Evaluate: The Equalizer 3 –


Reviewer ranking: 3,115 / 5,185

I spent part of the summer catching up on The Equalizer franchise to prepare for the proposed conclusion to the tale of Robert McCall (Denzel Washington). Viewing the three Antoine Fuqua films in such close order, I thought about the shift from Westerns into Action films that took place in the 1980s. This series embodies that reality. The first film trades the O.K. Corral for a Home Depot shootout reckoning. The second installment climaxes in an abandoned town, even including a rifleman trying to pick off our lone rider hero — McCall moonlights as an Uber driver). 

As the original era of the Western ventured to Italy, so does our hero, all dressed in black. We open in a large Sicilian villa strewn with carved-up corpses. We know our vigilante is there and has distributed swift justice. However, McCall does spend some time injured. We see him in need of medical care, left to the kindness of strangers in a village he doesn’t know. We watch him briefly consider the moral merit of his lifetime of brutality and watch him unsteadily ascend stairs with a cane. For a few minutes, The Equalizer 3 hints at the themes of old-age gun-slinging tales such as John Wayne’s The Shootist (1976) and Clint Eastwoods’ Unforgiven (1992). Through his vulnerability, McCall is embraced by the locales and gradually becomes accepted into the quiet, seaside Italian village.

Under the surface of the calming town is a dark underbelly of organized crime, which threatens the heart of the community. As McCall mends, all considerations of the ethics of a life of violence and the immovable march of time vanish. The mysterious stranger enacts his vengeance upon the young, tattooed mafia henchmen who ride motorcycles instead of horses, engines echoing loudly through the cobblestone streets. Through McCall, the community stands together and finds strength to push back the villainous mob boss. The climactic showdown feels more like a sequence from a slasher film, only this time we’re rooting for the figure hidden in the shadows.

···

> [Exercise]: Write the next part of the review of The Equalizer 3, starting after its final sentence and keeping the reviewer's voice.

···

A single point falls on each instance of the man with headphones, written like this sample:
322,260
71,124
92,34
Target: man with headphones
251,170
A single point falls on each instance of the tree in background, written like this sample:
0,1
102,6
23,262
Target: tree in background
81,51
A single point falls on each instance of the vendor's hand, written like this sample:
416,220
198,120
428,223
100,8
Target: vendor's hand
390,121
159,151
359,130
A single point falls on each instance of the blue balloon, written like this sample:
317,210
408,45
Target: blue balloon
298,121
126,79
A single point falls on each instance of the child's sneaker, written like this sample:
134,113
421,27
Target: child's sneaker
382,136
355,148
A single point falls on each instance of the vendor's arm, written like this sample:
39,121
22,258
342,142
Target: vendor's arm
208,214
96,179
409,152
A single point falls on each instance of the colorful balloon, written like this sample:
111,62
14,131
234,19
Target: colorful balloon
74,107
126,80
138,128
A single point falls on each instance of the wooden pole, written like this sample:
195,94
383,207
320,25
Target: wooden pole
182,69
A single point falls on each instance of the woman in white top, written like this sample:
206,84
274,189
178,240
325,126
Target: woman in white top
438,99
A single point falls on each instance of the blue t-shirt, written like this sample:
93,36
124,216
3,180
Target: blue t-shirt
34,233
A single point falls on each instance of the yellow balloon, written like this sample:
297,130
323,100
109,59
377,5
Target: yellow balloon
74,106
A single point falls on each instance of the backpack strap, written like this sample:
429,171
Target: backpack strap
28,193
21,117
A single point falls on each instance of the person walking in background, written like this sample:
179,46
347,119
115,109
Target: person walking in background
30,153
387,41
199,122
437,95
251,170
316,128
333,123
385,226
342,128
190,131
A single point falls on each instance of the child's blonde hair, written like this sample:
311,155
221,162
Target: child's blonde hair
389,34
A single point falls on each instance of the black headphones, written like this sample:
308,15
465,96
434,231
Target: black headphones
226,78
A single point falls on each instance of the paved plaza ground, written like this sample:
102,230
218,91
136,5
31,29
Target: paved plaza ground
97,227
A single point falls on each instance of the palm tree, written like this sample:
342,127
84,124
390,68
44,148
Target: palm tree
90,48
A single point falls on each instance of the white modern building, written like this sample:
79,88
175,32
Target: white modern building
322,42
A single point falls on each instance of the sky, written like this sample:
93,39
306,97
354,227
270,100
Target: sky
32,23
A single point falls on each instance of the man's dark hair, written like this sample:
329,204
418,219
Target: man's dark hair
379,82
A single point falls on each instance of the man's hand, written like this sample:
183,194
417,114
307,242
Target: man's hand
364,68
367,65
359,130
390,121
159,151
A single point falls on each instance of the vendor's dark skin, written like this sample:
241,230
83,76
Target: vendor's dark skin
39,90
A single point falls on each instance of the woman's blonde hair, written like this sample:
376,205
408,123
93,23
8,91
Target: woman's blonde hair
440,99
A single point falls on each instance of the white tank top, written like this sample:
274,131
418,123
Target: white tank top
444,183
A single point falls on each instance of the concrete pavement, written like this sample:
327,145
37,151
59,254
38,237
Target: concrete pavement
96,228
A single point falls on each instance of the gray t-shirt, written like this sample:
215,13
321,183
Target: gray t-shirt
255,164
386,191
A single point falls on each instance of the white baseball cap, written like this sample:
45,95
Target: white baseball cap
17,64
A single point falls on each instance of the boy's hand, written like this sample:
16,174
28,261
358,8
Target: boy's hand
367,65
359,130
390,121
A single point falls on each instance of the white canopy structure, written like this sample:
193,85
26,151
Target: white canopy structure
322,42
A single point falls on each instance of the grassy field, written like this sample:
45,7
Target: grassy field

···

> [Response box]:
The Equalizer 3 maintains the Wild West ethos that order is justifiable by any means necessary, and that “bad” violence can only be stopped by “good” violence. Denzel elevates the proceedings by his charm and gravitas as the 68-year-old action star destroys the Gen Z criminals in his path. Dakota Fanning, who played the little girl saved by Washington in Man on Fire (2004), returns as a partner of sorts for McCall. Her CIA agent chases down the plot’s McGuffin involving drug smuggling tied to Syrian terrorists (referred to a “jihadi drug” in a lazy cultural trope). The two Americans work in tandem to save Italy and Europe from institutional corruption. 

Overlong at 109 minutes with empty subplots, The Equalizer 3 engages in American Exceptionalist cliches and generational conflict, while sporting a law-and-order ethic that prizes righteous violence as the ultimate tool in the pursuit of the good life. Nevertheless, Denzel Washington is always a welcome presence on the big screen. He has created a likable “man with no name” protagonist, and Fuqua’s action direction is smooth and satisfying even if it lacks dramatic tension.